• Material:
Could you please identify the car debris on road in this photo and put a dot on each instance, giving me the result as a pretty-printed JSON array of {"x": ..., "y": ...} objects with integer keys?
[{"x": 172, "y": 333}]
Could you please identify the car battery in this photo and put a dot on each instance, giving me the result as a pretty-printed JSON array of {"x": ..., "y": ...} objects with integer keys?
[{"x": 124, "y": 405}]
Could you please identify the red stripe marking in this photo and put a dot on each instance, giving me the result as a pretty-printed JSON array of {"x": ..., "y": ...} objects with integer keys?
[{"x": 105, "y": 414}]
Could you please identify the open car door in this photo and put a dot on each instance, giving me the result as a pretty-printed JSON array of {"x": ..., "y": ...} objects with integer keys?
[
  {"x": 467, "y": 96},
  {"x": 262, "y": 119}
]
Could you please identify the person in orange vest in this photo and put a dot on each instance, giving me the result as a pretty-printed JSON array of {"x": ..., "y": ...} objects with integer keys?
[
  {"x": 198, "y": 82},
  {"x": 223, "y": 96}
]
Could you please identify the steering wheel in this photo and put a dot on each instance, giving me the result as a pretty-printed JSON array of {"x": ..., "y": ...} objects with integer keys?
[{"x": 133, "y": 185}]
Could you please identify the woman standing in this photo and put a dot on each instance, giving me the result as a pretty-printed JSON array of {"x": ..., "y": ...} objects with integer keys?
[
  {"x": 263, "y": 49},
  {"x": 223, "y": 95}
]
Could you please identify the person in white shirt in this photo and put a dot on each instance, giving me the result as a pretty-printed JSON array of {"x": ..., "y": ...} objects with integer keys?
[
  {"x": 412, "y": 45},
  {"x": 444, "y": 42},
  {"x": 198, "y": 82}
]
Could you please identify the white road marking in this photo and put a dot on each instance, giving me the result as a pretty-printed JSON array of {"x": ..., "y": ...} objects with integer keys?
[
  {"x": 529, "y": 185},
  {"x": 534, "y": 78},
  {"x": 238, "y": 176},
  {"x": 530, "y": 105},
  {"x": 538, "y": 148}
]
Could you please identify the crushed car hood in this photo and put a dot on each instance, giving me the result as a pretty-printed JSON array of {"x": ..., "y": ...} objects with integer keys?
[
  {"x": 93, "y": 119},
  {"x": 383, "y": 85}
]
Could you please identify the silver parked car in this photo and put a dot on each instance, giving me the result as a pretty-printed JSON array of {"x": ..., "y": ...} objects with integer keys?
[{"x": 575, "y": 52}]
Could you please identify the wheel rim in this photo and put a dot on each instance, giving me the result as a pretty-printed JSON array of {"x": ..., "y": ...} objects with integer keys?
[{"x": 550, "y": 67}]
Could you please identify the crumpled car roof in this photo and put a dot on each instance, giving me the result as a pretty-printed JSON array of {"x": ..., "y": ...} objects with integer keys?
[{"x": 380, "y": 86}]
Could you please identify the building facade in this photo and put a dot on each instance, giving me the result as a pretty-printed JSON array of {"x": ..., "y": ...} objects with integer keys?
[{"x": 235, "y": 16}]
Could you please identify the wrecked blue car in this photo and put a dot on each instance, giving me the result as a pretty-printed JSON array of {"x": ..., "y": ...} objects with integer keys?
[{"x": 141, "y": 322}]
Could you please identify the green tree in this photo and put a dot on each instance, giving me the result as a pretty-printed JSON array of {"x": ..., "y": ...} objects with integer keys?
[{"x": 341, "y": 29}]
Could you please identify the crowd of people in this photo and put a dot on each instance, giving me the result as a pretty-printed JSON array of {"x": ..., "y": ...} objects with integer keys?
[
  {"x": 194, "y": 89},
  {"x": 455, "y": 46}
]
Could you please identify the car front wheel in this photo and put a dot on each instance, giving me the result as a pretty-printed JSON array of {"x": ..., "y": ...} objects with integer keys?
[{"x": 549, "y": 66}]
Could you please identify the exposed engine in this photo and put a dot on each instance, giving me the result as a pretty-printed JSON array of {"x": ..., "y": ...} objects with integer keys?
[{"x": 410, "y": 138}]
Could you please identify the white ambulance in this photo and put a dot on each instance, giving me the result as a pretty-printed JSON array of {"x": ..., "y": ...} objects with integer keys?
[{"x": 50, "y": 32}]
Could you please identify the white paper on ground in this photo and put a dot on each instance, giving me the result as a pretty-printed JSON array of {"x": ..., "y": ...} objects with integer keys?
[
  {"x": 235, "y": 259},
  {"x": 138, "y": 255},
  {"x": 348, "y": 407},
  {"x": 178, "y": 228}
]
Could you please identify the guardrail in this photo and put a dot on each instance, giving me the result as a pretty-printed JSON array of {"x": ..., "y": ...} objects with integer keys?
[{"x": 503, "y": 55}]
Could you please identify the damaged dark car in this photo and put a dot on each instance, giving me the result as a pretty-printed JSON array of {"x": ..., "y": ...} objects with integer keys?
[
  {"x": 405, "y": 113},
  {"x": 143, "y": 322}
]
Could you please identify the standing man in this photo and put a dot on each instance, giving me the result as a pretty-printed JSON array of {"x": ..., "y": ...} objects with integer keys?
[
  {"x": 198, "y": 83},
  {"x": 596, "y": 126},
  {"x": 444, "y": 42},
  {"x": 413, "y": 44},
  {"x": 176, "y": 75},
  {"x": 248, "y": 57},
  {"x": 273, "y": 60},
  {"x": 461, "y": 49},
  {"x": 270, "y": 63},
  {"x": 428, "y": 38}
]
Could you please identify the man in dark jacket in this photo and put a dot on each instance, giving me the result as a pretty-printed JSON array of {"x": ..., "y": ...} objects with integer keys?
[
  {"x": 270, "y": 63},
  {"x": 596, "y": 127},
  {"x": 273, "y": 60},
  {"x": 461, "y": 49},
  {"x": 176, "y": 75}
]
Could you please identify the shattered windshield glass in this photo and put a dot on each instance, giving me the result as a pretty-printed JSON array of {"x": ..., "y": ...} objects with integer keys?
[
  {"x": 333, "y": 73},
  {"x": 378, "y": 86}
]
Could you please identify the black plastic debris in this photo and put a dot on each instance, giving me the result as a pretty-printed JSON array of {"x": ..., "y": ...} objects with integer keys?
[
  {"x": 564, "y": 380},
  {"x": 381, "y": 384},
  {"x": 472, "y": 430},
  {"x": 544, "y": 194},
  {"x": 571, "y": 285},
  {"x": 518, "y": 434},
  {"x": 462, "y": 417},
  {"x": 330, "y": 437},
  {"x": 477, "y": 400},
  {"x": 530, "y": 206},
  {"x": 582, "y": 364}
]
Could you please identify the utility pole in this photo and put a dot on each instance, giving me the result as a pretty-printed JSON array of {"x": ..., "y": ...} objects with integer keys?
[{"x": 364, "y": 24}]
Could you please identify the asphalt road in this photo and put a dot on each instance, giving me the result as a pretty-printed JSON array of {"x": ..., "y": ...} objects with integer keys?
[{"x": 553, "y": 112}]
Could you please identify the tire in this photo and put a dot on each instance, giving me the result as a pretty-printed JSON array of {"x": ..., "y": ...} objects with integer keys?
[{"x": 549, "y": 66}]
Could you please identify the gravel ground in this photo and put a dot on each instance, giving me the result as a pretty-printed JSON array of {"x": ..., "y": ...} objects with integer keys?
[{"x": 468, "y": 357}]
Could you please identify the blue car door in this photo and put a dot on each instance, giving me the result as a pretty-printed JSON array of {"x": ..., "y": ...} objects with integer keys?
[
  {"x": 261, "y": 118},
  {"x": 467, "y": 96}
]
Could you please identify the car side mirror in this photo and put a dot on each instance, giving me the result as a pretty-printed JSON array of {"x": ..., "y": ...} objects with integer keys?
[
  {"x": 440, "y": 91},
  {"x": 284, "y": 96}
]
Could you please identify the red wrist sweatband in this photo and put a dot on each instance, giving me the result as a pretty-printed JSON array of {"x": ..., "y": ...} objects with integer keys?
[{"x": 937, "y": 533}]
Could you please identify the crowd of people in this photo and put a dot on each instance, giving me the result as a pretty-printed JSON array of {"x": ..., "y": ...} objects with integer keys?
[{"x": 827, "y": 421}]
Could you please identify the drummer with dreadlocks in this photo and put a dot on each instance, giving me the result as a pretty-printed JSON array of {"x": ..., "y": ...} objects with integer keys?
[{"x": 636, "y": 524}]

• Exercise:
With the line containing "Could you please identify the car side" as the first and the last line of the records as the final one, print exactly the lines in that span.

• Solution:
Could you please identify the car side mirror in this photo and put a dot on each instance, giving me the result as a pretty-printed JSON array of {"x": ..., "y": ...} objects with integer keys?
[
  {"x": 440, "y": 91},
  {"x": 284, "y": 96}
]
Could you please identify the red wrist sweatband in this photo and put a dot on each instance, giving me the result as a pretty-printed JSON array of {"x": ..., "y": ...} objects with integer keys?
[{"x": 937, "y": 533}]
Could you please identify the crowd of people in this photo and put a dot on each instance, giving me the result as a pretty-printed JSON array of {"x": ..., "y": ...} objects with integer keys?
[{"x": 827, "y": 421}]
Could you please identify the drummer with dreadlocks in this photo and put a dot on each instance, giving me the result as a pretty-printed JSON array of {"x": ..., "y": ...} objects with integer keys?
[{"x": 636, "y": 524}]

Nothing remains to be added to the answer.